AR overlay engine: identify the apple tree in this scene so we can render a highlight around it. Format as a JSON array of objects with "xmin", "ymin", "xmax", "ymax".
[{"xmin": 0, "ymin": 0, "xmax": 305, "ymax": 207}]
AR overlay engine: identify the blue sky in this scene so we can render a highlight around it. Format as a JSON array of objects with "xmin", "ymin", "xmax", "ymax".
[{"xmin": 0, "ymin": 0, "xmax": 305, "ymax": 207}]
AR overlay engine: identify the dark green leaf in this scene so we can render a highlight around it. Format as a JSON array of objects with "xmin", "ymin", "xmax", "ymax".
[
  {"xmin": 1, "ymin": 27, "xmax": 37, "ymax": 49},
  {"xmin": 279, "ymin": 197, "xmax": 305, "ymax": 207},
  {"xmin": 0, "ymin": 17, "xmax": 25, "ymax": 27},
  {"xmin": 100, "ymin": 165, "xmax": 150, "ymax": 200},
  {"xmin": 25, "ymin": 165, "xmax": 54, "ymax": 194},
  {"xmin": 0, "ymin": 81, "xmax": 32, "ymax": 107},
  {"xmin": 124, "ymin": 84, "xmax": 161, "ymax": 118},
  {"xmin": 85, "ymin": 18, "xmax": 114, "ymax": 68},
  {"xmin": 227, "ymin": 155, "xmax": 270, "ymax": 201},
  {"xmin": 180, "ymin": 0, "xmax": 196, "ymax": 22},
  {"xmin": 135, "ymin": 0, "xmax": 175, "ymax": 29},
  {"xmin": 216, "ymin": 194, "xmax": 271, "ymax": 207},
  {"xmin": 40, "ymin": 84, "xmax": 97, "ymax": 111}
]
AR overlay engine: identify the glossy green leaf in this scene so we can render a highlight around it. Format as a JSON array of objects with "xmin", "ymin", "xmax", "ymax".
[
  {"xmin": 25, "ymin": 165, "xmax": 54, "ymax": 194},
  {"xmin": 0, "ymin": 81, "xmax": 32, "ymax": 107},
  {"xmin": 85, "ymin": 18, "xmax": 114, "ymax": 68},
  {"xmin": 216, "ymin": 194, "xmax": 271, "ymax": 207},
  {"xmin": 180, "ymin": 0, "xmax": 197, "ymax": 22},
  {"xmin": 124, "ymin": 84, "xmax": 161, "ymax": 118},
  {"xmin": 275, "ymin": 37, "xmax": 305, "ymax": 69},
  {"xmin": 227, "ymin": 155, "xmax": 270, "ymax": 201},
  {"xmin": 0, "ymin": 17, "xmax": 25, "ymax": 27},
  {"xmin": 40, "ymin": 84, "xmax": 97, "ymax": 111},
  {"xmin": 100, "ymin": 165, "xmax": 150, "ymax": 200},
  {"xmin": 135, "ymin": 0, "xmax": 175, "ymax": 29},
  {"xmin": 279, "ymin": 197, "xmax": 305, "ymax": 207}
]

★ ★ ★ ★

■ Directions for this task ■
Rewrite all of the material above with "highlight" replaced by "outline" everywhere it occurs, leaving everything else unchanged.

■ Written solution ■
AR overlay engine: identify the apple tree in this scene so we can render a outline around it. Format as a JSON array of objects with "xmin", "ymin", "xmax", "ymax".
[{"xmin": 0, "ymin": 0, "xmax": 305, "ymax": 207}]
AR overlay engine: identify the blue sky in this scene so we can render a outline around it. Format as a JSON array of objects with "xmin", "ymin", "xmax", "ymax".
[{"xmin": 0, "ymin": 0, "xmax": 305, "ymax": 207}]
AR overlay engine: identify the dark green leaf in this scene so we can render a outline around it. Format as a JSON array of objects with "xmin", "ymin", "xmax", "ymax".
[
  {"xmin": 1, "ymin": 27, "xmax": 37, "ymax": 49},
  {"xmin": 279, "ymin": 197, "xmax": 305, "ymax": 207},
  {"xmin": 0, "ymin": 17, "xmax": 25, "ymax": 27},
  {"xmin": 100, "ymin": 165, "xmax": 150, "ymax": 200},
  {"xmin": 25, "ymin": 165, "xmax": 54, "ymax": 194},
  {"xmin": 0, "ymin": 81, "xmax": 32, "ymax": 107},
  {"xmin": 124, "ymin": 84, "xmax": 161, "ymax": 118},
  {"xmin": 85, "ymin": 18, "xmax": 114, "ymax": 68},
  {"xmin": 227, "ymin": 155, "xmax": 270, "ymax": 201},
  {"xmin": 180, "ymin": 0, "xmax": 196, "ymax": 22},
  {"xmin": 135, "ymin": 0, "xmax": 175, "ymax": 29},
  {"xmin": 216, "ymin": 194, "xmax": 271, "ymax": 207},
  {"xmin": 40, "ymin": 84, "xmax": 97, "ymax": 111}
]
AR overlay engine: identify the glossy green leaf in this scene so we can render a outline around it. Format as a JSON array of objects with "xmin", "ymin", "xmax", "ymax".
[
  {"xmin": 25, "ymin": 165, "xmax": 54, "ymax": 194},
  {"xmin": 0, "ymin": 81, "xmax": 32, "ymax": 107},
  {"xmin": 85, "ymin": 18, "xmax": 114, "ymax": 68},
  {"xmin": 216, "ymin": 194, "xmax": 271, "ymax": 207},
  {"xmin": 180, "ymin": 0, "xmax": 197, "ymax": 22},
  {"xmin": 124, "ymin": 84, "xmax": 161, "ymax": 118},
  {"xmin": 275, "ymin": 37, "xmax": 305, "ymax": 69},
  {"xmin": 227, "ymin": 155, "xmax": 270, "ymax": 201},
  {"xmin": 0, "ymin": 17, "xmax": 25, "ymax": 27},
  {"xmin": 40, "ymin": 84, "xmax": 97, "ymax": 111},
  {"xmin": 100, "ymin": 165, "xmax": 150, "ymax": 200},
  {"xmin": 135, "ymin": 0, "xmax": 175, "ymax": 29},
  {"xmin": 279, "ymin": 197, "xmax": 305, "ymax": 207}
]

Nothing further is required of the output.